_Text for analysis_

By the time I was 32 years old, I’d spent four years behind the walls at Annapolis, completed three tours in a war zone, moved a dozen times, finished business school, cared for my mother who was dying of ALS and had three children with my wife in three and a half years. I felt like I’d been ground to the nub. And I was ready for the part of life that was supposed to be fun. That’s when my son was diagnosed. Tolstoy was right about families. The happy ones may all be the same. But the unhappy ones are unhappy in their own way.
My family wasn’t unhappy because of any of the laundry list of hard things we’d gone through. My wife was too strong to let it beat her. And my kids were kids; inherently happy. My family was unhappy for a much simpler reason. I was in it. I really only knew one way to get through hard things. I put my head down, grit my teeth and gutted it out. I told myself that one day we’d get through this. That the train would pull into the station. And all would be well. Until then though, I was going to be a miserable son of a bitch. And that’s just the way it was going to be.

_Tasks for this exercise_
A. In the essay on family hardship, how many children did the writer and the writer's wife have in three and a half years?
B. Write out the part of the essay on family hardship starting with "My family wasn’t" and going on through "going to be.".
C. Write what comes next in the essay on family hardship, picking up after its final sentence.

_Saved entries_
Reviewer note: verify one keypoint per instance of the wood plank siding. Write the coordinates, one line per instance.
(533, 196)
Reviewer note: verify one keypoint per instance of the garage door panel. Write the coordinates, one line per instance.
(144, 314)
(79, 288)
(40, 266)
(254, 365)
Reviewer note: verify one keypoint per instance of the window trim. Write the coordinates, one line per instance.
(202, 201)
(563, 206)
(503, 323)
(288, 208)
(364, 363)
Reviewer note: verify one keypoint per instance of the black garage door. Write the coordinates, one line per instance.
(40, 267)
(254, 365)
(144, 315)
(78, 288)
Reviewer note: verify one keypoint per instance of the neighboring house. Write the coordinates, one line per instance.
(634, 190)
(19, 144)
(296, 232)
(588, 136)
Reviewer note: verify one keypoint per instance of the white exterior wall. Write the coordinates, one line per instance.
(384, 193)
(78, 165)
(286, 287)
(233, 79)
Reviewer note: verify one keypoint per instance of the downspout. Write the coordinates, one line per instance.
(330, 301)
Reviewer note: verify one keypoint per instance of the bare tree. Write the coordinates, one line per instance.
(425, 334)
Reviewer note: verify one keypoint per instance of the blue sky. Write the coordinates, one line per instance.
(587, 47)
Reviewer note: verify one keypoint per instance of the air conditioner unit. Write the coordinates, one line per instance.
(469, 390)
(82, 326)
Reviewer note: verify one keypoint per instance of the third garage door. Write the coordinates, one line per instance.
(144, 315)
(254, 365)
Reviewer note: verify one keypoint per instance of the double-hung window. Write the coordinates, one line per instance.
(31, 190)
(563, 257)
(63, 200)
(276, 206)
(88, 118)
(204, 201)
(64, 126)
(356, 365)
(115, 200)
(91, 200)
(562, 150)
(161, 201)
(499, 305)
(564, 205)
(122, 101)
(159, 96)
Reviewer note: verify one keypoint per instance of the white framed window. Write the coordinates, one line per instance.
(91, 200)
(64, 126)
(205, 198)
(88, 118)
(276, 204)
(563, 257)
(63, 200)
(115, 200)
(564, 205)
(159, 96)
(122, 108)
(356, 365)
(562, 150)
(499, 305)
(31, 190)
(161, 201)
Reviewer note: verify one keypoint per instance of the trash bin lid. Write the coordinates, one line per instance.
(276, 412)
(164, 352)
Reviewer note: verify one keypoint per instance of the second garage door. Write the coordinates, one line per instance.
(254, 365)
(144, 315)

_Solved problems_
A. Three children.

B.
My family wasn’t unhappy because of any of the laundry list of hard things we’d gone through. My wife was too strong to let it beat her. And my kids were kids; inherently happy. My family was unhappy for a much simpler reason. I was in it. I really only knew one way to get through hard things. I put my head down, grit my teeth and gutted it out. I told myself that one day we’d get through this. That the train would pull into the station. And all would be well. Until then though, I was going to be a miserable son of a bitch. And that’s just the way it was going to be.

C.
I didn’t realize one of the great iron truths about life. There is no station. Just tracks; tracks as far as you’ll ever see. The cold reality of my son’s diagnosis and the increasingly clear and permanent burden of special needs parenting actually helped a bit. My son’s diagnosis destroyed the idea of a station. I had no choice but to come to terms with the uncomfortable truth that that we would never pull in. And that this may never get easy. With that truth came a reckoning. And a lesson about the nature of joy.
For most of my life, I’d mistaken a few things. I thought relaxation came from easy things. I thought peace came from quiet. And I confused joy for fun. With a lot of patience from a wife that never quit on me, friends who knew better from their own hard walks and the towering strength of faith, I learned a few things:
Peace comes from knowing God, or whatever version of higher power applies. Relaxation comes from aligning your internal expectations with your external realities. And joy comes from purpose. For me, that purpose was serving my family. Once you make your peace with all that, you’re pretty hard to beat.
One of the great regrets that I have is what I missed during the years when I faced the hard things in life by keeping my head down and my powder dry. The birth of my kids. The joy seeing my wife for the first time in months. The beauty of the simple things in life. I’ll never get any of it back. So do yourself a favor and start where I ended. I’ve learned the lesson for you. And you get no points for rework.